**Supplied passage**:
+++++
According to Volvo Trucks, electric trucks drastically reduce noise and exhaust emissions and create new opportunities to manage logistics.

“Electromobility is fully in line with Volvo Trucks’ long-term commitment to sustainable urban development and zero emissions,” says Göran Nyberg, president of Volvo Trucks North America. “By using electrically powered and quieter trucks for goods transport in urban areas, we meet several challenges simultaneously. Without disturbing noise and exhaust gases, it will be possible to operate in more sensitive city centers. Transport may also take place throughout less busy periods, for example in late evening and at night. This will reduce the burden on the roads during daytime rush-hour traffic, allowing both the road network and vehicles to be utilized far more effectively than today.”

Nyburg adds, “Urban distribution and other pick-up and delivery applications are a starting point for battery-powered electric trucks, but we envision broader deployment of electric trucks for freight movement in North America as technologies and the market mature.”

Keith Brandis, Volvo Trucks North America’s vice president for product planning, says, “Volvo’s technology and deep understanding of electromobility are based on proven commercial solutions already used in Volvo’s electric buses and solutions introduced in Volvo’s hybrid trucks as far back as 2010.
+++++
**Actions to take**:
A - Answer these from the Volvo electric trucks passage:
(i) Who is president of Volvo Trucks North America?
(ii) What position does Keith Brandis hold at Volvo Trucks North America?
(iii) In what year, at the earliest, were the solutions in Volvo's hybrid trucks introduced?
B - Reproduce the section of the Volvo electric trucks passage that opens with the words containing "Keith Brandis, Volvo" and closes with "back as 2010.".
The records can be left aside; the text alone is enough here.

**Dataset content**:
+++++
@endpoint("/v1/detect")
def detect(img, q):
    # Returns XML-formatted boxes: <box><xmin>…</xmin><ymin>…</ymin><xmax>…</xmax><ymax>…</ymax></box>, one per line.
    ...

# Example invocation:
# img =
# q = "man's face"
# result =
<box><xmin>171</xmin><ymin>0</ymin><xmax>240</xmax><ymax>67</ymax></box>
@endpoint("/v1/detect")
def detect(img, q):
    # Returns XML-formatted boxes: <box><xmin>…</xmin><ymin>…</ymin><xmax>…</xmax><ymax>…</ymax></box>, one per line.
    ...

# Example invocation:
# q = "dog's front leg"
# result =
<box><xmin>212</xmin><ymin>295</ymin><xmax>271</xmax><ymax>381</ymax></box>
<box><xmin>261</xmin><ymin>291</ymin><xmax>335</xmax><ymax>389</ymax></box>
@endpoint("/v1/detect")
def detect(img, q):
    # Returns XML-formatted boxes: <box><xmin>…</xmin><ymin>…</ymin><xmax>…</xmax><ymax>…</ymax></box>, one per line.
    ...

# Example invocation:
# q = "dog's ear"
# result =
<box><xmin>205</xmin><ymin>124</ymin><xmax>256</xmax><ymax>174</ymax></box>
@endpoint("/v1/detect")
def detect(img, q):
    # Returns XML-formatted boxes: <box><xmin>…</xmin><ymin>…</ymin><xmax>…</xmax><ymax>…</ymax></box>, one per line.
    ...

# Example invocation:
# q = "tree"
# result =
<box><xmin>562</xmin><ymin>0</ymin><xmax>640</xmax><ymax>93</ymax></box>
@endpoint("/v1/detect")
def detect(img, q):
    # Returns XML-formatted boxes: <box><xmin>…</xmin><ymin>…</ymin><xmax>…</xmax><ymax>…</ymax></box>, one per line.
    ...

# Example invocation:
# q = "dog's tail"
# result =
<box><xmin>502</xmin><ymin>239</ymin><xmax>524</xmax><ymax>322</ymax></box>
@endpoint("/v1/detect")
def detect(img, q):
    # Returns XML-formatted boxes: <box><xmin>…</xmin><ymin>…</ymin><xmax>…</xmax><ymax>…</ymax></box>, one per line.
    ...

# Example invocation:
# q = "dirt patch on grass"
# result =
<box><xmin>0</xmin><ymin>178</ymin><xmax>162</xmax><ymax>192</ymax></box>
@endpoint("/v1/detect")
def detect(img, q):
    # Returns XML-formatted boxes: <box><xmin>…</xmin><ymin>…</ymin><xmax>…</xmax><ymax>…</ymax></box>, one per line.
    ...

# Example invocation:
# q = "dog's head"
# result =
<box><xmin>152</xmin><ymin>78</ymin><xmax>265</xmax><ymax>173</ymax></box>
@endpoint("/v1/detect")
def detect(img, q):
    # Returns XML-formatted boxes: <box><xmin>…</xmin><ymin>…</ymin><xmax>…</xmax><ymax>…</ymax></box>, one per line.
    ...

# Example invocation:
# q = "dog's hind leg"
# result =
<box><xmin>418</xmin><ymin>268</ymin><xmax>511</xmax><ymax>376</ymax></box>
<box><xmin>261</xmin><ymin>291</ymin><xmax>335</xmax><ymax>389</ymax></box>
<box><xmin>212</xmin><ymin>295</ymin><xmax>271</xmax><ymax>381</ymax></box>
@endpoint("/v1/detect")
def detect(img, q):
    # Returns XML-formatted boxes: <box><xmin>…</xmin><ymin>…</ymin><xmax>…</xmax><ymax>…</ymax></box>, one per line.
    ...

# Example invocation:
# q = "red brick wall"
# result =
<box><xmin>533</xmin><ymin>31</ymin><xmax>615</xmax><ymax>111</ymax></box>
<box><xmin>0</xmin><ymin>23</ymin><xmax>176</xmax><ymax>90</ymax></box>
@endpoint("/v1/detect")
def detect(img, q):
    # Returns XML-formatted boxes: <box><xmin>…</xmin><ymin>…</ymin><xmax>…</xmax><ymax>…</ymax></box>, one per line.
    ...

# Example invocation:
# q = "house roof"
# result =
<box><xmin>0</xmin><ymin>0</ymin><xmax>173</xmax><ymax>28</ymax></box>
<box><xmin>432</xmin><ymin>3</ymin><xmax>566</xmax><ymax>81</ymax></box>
+++++
**Responses to the exercise**:
A -
(i) Göran Nyberg
(ii) Vice president for product planning
(iii) 2010

B -
Keith Brandis, Volvo Trucks North America’s vice president for product planning, says, “Volvo’s technology and deep understanding of electromobility are based on proven commercial solutions already used in Volvo’s electric buses and solutions introduced in Volvo’s hybrid trucks as far back as 2010.